Stored items:
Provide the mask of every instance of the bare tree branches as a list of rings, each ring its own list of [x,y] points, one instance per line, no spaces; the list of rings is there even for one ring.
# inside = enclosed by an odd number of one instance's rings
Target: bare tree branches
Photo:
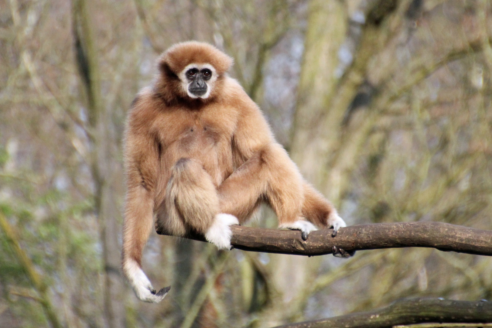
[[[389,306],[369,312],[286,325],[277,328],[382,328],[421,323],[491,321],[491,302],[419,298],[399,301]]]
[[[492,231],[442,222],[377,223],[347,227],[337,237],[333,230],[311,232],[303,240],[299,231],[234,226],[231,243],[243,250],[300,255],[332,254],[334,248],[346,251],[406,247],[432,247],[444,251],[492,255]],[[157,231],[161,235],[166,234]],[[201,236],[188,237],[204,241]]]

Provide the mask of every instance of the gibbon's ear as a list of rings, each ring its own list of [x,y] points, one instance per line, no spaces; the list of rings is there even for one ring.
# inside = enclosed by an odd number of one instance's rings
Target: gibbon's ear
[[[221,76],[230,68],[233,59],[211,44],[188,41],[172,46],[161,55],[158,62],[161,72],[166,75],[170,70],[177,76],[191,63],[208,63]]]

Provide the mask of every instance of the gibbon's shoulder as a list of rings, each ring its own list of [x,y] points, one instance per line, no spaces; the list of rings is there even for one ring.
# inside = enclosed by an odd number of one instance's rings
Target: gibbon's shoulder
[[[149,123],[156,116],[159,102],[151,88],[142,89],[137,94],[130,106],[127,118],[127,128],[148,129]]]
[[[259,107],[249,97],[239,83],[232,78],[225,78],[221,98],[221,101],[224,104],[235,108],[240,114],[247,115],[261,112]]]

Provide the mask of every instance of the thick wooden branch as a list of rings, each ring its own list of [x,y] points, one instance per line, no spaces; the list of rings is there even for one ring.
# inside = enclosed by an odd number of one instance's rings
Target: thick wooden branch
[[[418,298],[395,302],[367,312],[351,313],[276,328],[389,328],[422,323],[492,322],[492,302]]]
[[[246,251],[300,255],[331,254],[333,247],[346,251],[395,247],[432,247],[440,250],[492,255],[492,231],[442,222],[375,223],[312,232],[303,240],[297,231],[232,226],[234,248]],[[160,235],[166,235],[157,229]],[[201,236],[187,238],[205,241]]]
--
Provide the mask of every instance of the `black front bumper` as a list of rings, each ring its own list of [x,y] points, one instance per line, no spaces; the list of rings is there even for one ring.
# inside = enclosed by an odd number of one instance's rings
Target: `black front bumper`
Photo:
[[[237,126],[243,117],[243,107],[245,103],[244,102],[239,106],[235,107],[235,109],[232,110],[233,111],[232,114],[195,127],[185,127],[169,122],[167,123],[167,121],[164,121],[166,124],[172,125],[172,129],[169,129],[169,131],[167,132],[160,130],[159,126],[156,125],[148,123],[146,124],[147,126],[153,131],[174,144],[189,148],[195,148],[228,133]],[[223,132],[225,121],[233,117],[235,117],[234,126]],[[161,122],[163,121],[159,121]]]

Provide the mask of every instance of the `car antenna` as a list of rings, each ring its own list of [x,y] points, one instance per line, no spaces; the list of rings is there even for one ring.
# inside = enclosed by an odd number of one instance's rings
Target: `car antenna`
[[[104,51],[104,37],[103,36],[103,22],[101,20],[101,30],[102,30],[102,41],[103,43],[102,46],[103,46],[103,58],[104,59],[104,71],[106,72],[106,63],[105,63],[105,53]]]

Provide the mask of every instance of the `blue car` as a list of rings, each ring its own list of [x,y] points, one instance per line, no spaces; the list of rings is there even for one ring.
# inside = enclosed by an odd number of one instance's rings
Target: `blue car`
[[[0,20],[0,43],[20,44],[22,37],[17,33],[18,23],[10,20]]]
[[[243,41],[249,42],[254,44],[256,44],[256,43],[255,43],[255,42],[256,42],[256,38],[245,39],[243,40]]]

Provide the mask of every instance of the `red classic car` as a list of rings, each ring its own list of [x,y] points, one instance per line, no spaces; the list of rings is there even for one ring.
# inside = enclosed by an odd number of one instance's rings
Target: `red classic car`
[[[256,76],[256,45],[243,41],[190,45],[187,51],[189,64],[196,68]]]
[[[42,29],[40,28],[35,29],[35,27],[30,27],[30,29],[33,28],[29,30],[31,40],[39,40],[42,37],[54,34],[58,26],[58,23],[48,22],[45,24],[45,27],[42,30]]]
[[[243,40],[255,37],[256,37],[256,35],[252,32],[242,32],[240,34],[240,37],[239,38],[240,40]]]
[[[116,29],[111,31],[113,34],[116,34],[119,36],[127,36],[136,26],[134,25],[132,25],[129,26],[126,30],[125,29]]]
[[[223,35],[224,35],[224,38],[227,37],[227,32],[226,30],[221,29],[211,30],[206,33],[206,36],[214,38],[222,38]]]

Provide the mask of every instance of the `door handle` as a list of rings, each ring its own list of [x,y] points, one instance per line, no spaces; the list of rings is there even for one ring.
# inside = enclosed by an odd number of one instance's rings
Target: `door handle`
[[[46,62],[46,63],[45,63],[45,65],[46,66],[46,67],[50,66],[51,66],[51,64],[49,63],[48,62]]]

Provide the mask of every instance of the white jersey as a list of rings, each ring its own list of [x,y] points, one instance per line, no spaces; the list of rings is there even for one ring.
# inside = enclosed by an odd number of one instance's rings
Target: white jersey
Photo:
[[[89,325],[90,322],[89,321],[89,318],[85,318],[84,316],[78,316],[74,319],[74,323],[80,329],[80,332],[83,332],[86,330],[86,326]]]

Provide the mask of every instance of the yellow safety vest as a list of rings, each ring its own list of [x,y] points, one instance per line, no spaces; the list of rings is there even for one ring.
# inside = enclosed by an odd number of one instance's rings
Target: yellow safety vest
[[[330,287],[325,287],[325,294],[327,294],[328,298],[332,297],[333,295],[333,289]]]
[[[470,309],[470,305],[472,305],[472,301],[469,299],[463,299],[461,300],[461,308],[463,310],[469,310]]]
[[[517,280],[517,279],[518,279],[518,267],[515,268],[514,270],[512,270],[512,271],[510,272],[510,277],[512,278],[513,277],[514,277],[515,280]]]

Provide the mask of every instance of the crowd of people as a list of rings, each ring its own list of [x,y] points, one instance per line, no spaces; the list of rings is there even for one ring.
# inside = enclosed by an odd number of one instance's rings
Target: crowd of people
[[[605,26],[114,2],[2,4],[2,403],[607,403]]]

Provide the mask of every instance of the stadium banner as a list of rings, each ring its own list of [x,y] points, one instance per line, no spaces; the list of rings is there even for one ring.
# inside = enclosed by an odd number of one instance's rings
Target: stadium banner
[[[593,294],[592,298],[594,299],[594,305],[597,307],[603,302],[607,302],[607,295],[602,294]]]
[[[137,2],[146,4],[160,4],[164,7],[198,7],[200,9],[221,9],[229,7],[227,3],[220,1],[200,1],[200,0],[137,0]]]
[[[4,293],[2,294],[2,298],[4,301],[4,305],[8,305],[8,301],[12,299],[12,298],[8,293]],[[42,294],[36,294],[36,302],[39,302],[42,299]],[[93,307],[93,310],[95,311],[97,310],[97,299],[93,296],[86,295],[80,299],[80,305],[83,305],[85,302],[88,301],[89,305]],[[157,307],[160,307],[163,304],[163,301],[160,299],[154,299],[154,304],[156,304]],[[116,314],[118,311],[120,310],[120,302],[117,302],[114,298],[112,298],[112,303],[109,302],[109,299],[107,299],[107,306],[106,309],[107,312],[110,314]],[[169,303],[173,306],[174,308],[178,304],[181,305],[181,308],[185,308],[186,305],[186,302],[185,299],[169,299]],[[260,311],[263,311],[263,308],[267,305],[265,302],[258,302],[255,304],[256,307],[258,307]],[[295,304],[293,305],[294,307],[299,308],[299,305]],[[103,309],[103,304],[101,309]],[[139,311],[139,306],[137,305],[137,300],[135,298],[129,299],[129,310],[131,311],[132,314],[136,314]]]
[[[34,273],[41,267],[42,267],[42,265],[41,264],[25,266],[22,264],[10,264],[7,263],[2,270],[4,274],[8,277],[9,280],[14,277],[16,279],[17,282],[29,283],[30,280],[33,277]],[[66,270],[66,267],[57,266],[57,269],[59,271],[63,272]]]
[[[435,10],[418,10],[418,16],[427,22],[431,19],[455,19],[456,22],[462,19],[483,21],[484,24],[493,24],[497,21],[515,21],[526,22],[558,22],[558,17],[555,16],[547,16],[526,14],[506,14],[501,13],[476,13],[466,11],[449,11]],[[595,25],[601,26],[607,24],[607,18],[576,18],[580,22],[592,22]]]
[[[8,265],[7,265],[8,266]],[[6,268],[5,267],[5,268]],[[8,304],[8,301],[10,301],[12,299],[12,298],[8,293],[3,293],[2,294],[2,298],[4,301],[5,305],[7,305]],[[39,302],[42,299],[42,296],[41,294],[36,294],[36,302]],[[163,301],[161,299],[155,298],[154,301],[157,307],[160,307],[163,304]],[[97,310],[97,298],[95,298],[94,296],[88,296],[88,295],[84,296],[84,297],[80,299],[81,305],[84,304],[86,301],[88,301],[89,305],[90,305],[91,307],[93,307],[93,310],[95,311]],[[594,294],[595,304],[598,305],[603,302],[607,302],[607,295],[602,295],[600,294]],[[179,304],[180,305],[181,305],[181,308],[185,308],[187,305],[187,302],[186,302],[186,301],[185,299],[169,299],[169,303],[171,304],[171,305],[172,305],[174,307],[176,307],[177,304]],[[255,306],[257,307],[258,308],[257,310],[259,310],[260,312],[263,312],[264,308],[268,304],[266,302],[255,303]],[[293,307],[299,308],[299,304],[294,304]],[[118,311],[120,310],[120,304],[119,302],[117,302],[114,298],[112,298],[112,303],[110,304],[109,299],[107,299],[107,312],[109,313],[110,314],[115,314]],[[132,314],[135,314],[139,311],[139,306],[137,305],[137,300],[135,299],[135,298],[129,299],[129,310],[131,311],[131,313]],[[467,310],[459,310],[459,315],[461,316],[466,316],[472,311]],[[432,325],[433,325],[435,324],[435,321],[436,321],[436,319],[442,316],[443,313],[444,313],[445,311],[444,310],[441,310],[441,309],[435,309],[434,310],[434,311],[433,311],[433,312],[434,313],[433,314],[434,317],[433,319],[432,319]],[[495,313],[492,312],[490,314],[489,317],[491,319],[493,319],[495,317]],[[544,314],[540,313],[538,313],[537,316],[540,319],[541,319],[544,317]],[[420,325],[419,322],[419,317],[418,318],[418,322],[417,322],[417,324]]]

Problem to work on = Count how many lines of the data above contain the word "people", paying attention to case, and give only that number.

Task solution = 2